• [SELECTED TEXT]
-*-*-

Characters
Badenheim 1939 is a 1978 novel by Israeli writer Aharon Appelfeld. It is the fictional story of Jews attending an arts festival in an Austrian town prior to the start of the Holocaust.
The story's main character and chief protagonist is the festival's organizer, Dr. Pappenheim. Pappenheim is consummately cheerful and is able to find increasingly outrageous excuses for the foreshadowing that occurs throughout the story. Indeed, most of the characters in Badenheim 1939 share a common lack of understanding as to the coming events; this is presented by Appelfeld as disbelieving indifference rather than ignorance. For instance, as barbed wire begins to appear and the sanitation department starts requiring registration of the town's inhabitants, Pappenheim continues as if nothing significant is happening.
Trude is another principal character and is the first one to which the reader is introduced when she is found delirious in bed. She is the wife of Martin, the pharmacist, who is self-effacing and dedicated to Trude's welfare.
Professor Fussholdt is a holiday-maker in the town who has been working on a book. He is presented as hostile to "everything considered Jewish" but, once his work is complete, "the bitterness and mockery ... [was] buried in his book," and his attitude transforms. Fussholdt is married to Mitzi, who is presented as vain and vapid, described at one point like "an empty vessel."
Other characters in the novel include Leon Samitzky, Frau Zauberbilt, Dr. Schutz, Karl, and Lotte, plus a large number of minor characters in the form of the artists and musicians performing at the festival.

-*-*-

• [DATA SEGMENT]
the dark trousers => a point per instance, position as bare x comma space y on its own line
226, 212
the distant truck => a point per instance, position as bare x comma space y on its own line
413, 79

-*-*-

• [REQUIREMENT]
Reproduce the stretch of the Badenheim 1939 character overview from "The story's main" through "significant is happening.".

• [FINISHED TASK]
The story's main character and chief protagonist is the festival's organizer, Dr. Pappenheim. Pappenheim is consummately cheerful and is able to find increasingly outrageous excuses for the foreshadowing that occurs throughout the story. Indeed, most of the characters in Badenheim 1939 share a common lack of understanding as to the coming events; this is presented by Appelfeld as disbelieving indifference rather than ignorance. For instance, as barbed wire begins to appear and the sanitation department starts requiring registration of the town's inhabitants, Pappenheim continues as if nothing significant is happening.